Les développements du jour

Biden et De Niro

La police a neutralisé hier trois nouveaux colis suspects – deux adressés à l’ancien vice-président Joe Biden et un à l’acteur Robert De Niro. Ces colis étaient similaires aux bombes tuyaux rudimentaires envoyées plus tôt cette semaine à Bill et Hillary Clinton, à l’ancien président Barack Obama et à la chaîne CNN. Aucun des engins n’a explosé et on ne déplore aucun blessé. Mais ces nouveaux noms allongent la liste des démocrates et des détracteurs de Donald Trump à qui étaient destinés les 10 engins explosifs retrouvés jusqu’ici. En point de presse, le chef de la police de New York, James P. O’Neill, a estimé hier que ces colis devaient être traités « avec le plus grand sérieux », et qu’ils étaient à ses yeux des engins fonctionnels et non des canulars.

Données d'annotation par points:
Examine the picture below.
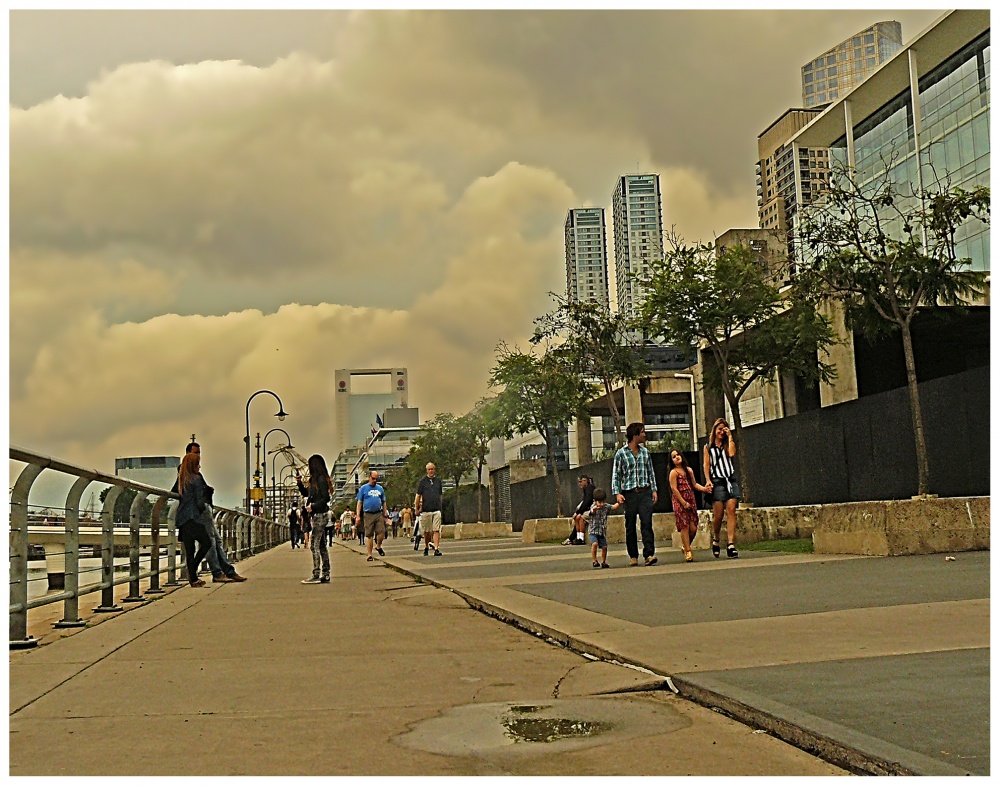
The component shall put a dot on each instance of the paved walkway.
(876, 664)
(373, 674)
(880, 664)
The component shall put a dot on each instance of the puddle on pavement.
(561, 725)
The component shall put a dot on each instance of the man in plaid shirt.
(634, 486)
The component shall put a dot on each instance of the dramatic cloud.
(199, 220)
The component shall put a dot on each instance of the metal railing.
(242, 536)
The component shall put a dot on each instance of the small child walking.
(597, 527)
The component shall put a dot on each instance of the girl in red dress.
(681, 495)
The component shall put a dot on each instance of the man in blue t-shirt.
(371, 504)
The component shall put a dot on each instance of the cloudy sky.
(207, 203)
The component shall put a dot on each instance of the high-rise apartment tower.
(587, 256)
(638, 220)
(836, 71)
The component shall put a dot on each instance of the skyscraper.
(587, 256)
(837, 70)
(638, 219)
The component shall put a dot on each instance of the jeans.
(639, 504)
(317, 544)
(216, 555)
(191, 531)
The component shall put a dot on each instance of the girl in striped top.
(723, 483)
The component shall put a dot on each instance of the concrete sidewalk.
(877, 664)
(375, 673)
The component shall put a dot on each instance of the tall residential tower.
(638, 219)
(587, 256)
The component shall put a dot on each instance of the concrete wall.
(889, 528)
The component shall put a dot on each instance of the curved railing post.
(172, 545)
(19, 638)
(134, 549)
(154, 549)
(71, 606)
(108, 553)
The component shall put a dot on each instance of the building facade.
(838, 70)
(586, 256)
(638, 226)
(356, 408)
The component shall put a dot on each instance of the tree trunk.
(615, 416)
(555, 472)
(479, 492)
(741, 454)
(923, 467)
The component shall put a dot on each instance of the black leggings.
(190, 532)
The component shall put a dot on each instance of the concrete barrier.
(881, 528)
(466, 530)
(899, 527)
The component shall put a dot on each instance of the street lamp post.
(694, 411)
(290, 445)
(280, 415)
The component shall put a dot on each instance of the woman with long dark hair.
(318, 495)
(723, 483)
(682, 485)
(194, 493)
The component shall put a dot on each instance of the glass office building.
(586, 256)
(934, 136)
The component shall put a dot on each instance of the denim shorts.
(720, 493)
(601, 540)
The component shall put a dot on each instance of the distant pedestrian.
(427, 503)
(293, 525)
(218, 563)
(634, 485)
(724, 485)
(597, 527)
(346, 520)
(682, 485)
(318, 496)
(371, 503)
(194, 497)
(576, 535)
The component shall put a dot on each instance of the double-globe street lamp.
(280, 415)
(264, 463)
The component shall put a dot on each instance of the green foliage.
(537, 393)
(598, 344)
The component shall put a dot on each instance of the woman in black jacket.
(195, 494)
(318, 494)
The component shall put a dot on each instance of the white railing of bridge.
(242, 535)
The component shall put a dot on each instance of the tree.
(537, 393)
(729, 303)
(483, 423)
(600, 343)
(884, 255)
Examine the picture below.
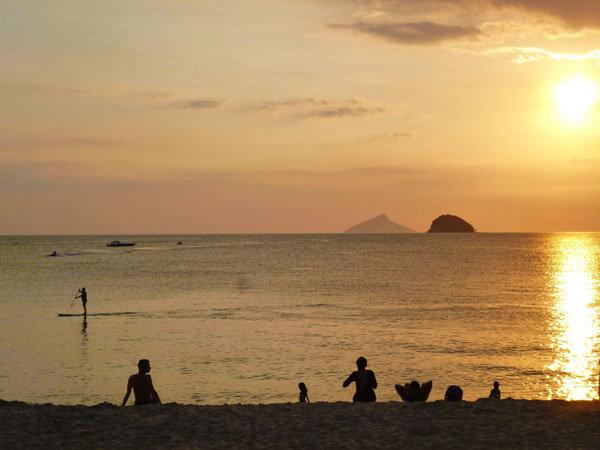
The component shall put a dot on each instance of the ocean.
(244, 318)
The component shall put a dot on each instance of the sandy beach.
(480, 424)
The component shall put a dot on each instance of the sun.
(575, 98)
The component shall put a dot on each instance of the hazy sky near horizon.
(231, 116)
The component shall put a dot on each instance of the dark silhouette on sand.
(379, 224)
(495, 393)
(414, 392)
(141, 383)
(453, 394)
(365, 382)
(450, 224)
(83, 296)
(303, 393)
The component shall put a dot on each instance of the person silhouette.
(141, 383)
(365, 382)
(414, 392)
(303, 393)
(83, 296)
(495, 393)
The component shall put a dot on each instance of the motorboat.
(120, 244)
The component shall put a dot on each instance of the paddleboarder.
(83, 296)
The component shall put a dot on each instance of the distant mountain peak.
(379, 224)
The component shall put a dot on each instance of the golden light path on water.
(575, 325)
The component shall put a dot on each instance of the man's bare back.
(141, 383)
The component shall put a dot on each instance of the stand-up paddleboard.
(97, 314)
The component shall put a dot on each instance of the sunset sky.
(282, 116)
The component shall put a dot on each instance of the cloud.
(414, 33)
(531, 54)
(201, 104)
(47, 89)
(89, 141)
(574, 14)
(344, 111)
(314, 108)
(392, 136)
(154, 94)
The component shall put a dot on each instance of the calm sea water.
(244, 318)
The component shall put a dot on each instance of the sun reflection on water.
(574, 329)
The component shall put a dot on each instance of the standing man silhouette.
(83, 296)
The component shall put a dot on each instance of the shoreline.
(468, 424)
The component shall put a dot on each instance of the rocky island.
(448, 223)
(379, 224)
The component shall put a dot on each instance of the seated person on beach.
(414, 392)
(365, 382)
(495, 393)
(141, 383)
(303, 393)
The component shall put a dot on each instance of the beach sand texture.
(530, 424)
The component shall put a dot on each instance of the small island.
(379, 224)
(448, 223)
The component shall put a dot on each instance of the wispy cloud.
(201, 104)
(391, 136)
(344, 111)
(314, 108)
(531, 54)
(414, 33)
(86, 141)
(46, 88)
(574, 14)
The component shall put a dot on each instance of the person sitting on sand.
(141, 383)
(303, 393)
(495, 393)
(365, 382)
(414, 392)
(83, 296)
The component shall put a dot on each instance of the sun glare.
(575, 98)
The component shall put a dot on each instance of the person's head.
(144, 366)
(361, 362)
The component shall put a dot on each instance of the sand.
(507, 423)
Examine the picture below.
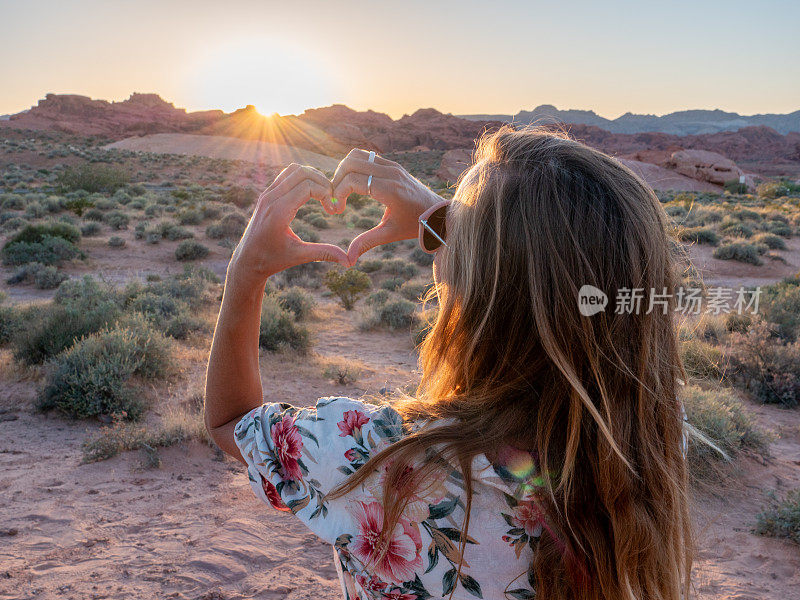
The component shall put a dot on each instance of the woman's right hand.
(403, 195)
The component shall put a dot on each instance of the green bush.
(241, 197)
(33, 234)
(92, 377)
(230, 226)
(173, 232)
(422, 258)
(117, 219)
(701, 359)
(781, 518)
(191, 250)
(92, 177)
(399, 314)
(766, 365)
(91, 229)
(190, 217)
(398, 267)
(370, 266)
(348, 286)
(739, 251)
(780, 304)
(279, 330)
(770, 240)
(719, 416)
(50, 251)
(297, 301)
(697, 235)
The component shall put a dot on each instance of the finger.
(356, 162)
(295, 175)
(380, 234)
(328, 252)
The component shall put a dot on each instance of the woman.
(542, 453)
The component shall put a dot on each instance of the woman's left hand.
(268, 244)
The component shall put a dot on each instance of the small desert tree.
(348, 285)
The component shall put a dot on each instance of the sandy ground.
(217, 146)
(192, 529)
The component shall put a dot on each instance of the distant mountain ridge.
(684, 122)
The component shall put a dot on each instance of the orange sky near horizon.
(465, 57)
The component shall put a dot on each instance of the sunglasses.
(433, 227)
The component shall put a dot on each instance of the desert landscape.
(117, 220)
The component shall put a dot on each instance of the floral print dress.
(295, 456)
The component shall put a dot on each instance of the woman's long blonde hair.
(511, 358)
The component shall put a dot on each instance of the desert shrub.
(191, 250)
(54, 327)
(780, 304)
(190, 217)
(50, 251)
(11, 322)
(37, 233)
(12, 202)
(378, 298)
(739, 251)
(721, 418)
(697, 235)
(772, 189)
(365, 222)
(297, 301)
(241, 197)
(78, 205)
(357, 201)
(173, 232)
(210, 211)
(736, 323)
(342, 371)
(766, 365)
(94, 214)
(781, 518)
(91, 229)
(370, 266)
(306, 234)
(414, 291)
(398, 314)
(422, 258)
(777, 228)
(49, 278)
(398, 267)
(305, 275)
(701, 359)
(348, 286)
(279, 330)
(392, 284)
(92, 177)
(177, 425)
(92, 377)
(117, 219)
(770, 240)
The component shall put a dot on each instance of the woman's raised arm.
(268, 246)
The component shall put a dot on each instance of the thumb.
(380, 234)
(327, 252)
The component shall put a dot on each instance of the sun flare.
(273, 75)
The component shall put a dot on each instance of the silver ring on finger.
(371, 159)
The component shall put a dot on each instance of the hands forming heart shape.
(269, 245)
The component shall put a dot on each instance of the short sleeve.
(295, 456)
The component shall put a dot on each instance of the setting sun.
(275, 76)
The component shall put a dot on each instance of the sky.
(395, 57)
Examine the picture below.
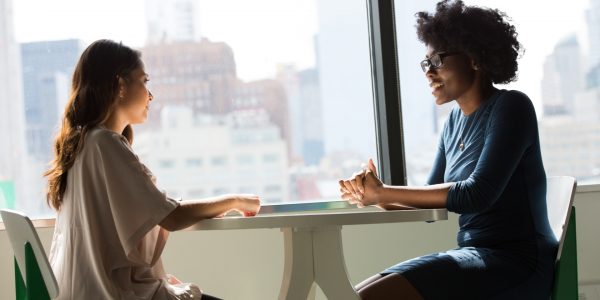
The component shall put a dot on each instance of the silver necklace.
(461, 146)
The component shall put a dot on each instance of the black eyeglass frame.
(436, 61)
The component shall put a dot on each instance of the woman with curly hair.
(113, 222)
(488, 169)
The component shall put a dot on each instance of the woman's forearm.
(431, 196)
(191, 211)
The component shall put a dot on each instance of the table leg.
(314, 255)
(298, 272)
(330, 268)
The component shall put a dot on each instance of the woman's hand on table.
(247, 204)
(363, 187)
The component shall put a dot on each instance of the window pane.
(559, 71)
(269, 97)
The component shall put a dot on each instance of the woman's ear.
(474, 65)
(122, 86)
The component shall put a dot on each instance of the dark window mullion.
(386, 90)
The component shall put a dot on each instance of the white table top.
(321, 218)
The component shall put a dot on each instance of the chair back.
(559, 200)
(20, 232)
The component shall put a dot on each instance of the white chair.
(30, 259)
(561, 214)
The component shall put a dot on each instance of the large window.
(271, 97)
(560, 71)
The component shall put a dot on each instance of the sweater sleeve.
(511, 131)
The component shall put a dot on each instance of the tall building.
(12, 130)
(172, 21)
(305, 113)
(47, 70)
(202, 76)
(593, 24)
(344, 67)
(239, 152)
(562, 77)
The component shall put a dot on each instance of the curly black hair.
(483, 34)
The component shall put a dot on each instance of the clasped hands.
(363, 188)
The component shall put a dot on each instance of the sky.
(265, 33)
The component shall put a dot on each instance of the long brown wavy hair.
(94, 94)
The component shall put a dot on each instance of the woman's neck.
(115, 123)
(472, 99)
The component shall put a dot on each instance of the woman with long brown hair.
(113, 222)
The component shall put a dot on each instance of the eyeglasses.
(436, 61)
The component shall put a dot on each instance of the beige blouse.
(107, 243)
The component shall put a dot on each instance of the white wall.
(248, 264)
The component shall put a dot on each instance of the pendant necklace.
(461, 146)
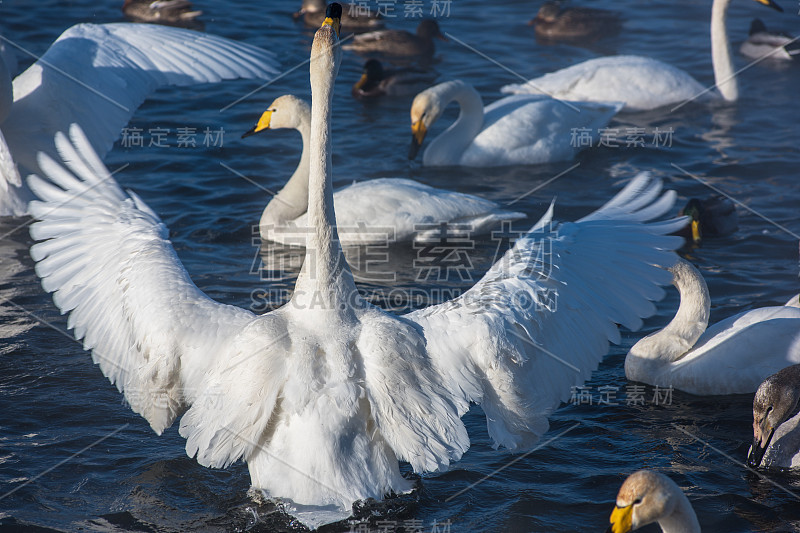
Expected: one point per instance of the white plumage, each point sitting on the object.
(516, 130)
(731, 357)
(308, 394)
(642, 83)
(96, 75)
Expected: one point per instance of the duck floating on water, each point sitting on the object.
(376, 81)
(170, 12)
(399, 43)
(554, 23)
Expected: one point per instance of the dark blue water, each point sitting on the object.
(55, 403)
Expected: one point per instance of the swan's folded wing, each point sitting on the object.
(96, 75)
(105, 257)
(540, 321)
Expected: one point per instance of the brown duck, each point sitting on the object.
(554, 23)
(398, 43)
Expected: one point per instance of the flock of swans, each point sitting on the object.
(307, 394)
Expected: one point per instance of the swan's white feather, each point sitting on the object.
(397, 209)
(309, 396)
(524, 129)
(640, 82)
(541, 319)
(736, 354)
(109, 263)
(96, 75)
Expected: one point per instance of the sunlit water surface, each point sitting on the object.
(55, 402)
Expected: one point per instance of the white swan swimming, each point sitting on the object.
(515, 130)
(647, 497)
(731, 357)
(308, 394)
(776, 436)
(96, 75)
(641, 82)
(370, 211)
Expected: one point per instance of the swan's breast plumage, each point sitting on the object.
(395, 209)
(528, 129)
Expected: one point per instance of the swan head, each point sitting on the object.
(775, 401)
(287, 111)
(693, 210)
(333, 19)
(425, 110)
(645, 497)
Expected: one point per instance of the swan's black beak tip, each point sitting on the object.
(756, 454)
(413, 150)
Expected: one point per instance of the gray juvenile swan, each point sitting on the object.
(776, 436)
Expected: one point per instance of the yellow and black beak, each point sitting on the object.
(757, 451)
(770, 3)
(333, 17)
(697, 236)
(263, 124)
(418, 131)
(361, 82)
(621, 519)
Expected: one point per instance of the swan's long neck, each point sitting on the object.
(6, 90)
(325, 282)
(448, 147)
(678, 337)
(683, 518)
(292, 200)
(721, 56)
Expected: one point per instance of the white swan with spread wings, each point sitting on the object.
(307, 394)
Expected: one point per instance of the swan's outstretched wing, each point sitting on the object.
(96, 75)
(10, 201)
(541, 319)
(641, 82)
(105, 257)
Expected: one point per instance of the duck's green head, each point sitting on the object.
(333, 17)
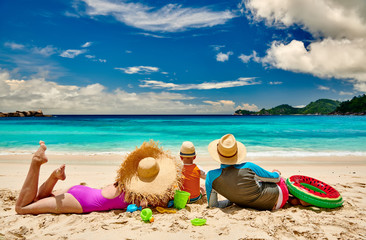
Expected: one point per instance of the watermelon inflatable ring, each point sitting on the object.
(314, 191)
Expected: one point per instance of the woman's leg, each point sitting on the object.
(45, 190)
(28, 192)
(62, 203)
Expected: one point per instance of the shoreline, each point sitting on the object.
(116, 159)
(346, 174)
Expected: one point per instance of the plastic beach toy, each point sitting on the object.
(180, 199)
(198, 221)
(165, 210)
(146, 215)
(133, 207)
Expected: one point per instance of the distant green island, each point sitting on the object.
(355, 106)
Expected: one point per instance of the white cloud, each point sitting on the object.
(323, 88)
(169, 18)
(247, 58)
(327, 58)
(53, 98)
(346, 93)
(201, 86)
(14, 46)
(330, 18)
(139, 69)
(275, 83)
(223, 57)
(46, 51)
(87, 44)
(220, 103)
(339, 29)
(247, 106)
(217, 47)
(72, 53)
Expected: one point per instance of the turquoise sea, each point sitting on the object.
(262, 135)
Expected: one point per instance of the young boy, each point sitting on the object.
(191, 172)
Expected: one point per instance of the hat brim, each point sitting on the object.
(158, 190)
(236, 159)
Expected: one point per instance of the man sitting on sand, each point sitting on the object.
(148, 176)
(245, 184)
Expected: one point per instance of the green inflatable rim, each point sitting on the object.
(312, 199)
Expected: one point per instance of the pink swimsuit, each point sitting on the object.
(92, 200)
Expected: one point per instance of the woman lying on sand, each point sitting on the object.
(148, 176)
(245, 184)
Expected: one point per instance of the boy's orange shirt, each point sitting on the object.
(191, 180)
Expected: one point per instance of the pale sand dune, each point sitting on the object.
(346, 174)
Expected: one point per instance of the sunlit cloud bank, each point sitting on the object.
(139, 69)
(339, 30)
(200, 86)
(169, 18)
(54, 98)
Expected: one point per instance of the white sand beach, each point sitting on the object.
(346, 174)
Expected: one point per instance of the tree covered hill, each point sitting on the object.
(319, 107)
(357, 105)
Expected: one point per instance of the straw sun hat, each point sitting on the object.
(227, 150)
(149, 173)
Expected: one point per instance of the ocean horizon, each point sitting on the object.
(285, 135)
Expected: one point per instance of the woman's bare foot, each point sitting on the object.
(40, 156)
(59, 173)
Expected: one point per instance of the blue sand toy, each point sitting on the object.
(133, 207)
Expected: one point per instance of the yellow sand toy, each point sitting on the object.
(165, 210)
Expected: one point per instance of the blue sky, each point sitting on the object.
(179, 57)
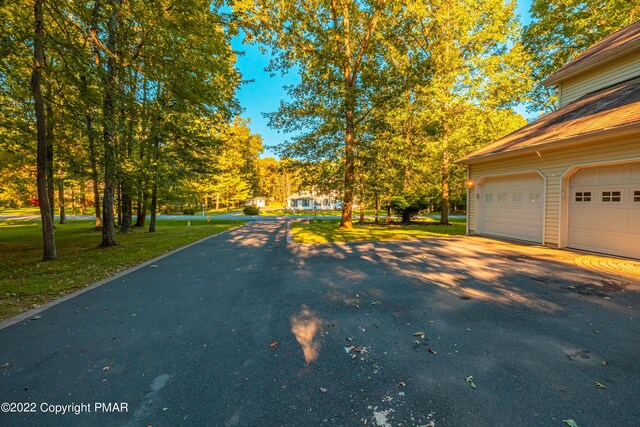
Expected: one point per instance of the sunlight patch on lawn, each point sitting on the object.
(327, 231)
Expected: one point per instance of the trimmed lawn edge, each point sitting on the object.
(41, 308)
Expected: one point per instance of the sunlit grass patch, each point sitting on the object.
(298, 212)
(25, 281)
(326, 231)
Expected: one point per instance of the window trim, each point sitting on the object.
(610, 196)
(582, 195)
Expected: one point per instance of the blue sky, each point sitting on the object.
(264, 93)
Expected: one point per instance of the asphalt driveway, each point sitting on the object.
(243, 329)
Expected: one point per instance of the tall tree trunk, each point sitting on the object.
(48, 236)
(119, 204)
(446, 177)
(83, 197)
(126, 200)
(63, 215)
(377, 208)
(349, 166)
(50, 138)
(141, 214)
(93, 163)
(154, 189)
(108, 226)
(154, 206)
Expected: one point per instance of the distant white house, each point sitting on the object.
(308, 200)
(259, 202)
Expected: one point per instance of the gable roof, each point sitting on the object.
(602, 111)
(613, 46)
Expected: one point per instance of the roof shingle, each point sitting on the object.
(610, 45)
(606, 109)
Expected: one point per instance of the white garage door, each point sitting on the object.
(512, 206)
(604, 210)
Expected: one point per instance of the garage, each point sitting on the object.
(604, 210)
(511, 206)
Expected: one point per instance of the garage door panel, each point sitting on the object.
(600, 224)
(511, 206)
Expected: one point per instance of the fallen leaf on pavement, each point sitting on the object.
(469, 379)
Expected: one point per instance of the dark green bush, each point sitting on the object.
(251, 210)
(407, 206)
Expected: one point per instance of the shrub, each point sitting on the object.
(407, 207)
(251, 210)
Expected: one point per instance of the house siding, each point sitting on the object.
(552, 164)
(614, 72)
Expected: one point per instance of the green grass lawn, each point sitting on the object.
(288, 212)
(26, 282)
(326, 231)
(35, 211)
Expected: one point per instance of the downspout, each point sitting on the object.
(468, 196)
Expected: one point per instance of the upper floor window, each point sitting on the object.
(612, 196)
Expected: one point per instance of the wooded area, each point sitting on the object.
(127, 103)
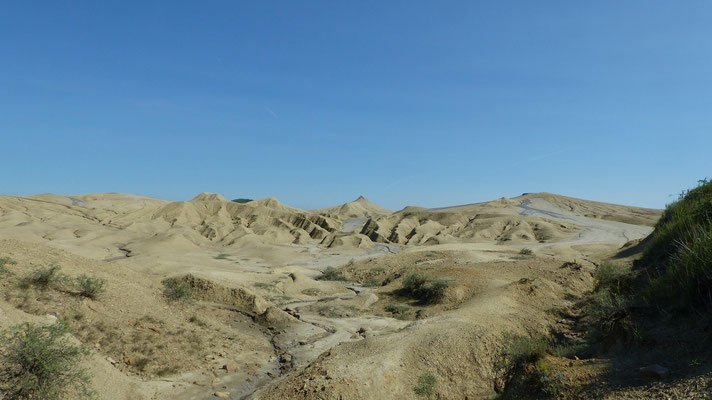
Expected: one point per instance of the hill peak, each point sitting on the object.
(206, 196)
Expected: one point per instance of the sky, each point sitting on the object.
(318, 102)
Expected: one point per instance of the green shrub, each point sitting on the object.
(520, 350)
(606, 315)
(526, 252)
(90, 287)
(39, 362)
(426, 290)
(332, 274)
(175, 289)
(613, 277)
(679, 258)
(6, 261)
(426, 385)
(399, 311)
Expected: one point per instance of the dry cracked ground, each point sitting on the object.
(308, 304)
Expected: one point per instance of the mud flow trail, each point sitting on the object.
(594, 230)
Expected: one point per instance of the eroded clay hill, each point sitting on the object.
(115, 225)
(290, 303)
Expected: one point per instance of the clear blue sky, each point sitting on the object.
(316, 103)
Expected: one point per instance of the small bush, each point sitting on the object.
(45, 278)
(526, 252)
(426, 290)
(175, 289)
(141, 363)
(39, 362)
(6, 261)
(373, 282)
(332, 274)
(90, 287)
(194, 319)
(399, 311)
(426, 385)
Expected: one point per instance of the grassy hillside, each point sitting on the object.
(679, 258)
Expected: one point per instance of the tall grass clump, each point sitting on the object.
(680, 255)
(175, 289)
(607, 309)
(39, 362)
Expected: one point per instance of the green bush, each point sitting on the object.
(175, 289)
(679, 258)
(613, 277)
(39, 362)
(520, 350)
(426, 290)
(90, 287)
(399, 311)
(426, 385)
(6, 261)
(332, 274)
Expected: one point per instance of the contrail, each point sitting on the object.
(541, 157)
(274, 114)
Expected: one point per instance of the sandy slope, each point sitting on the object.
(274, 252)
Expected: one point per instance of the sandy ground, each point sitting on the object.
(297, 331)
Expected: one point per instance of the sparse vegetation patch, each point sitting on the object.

EXERCICE COURT: Poursuivez l'article sur les colis suspects après sa dernière phrase.

CORRIGÉ:
Les yeux sur la Floride

Les enquêteurs soupçonnent que certains des envois ont été acheminés à partir de la Floride. Des images du service des postes des États-Unis ont offert des indices ayant mené les enquêteurs vers cet État du Sud-Est. Beaucoup de questions demeurent sur ces engins explosifs, y compris sur la manière dont ils ont été livrés, et les autorités n’ont encore rien dit à propos de possibles suspects. Les détails ne font qu’indiquer un certain modus operandi – les articles ont été emballés dans des enveloppes, adressés à d’importants détracteurs de M. Trump, avec des timbres américains. Certains ont été découverts dans des centres de tri du courrier.

Terrorisme intérieur

Le maire de la ville de New York, Bill de Blasio, a déclaré que ces enveloppes constituaient « clairement un effort de terreur politique, un choix de cibles à des fins politiques pour attaquer les gens en raison de leurs convictions ». « Il y a quelqu’un qui correspond à la définition d’un criminel [bomber] en série et, oui, d’un terroriste », a ajouté le maire. Le FBI considère lui aussi la série d’envois de colis suspects comme un acte terroriste.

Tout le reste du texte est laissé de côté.